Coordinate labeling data
====
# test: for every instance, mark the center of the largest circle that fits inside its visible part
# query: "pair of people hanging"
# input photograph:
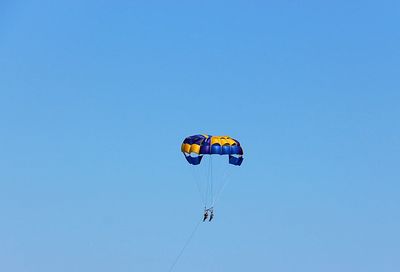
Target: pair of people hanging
(206, 215)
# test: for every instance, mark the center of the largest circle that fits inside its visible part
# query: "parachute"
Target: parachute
(194, 147)
(211, 177)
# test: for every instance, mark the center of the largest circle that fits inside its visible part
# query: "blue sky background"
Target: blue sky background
(96, 97)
====
▸ Given task: Omit the pictures, then output the rest of the listing exactly.

▸ Response below:
# test: for every instance, mark the center of the largest circle that fits inside its visible part
# query: "pair of people hanging"
# input photograph:
Target: pair of people hanging
(206, 215)
# test: for every instance, mark the center of the largest circle that fits inside its visible part
# query: "parachute"
Target: parachute
(194, 147)
(211, 177)
# test: for every instance, mark the center of the largest circle that fits inside its visible part
# query: "blue sky background"
Target: blue sky background
(96, 97)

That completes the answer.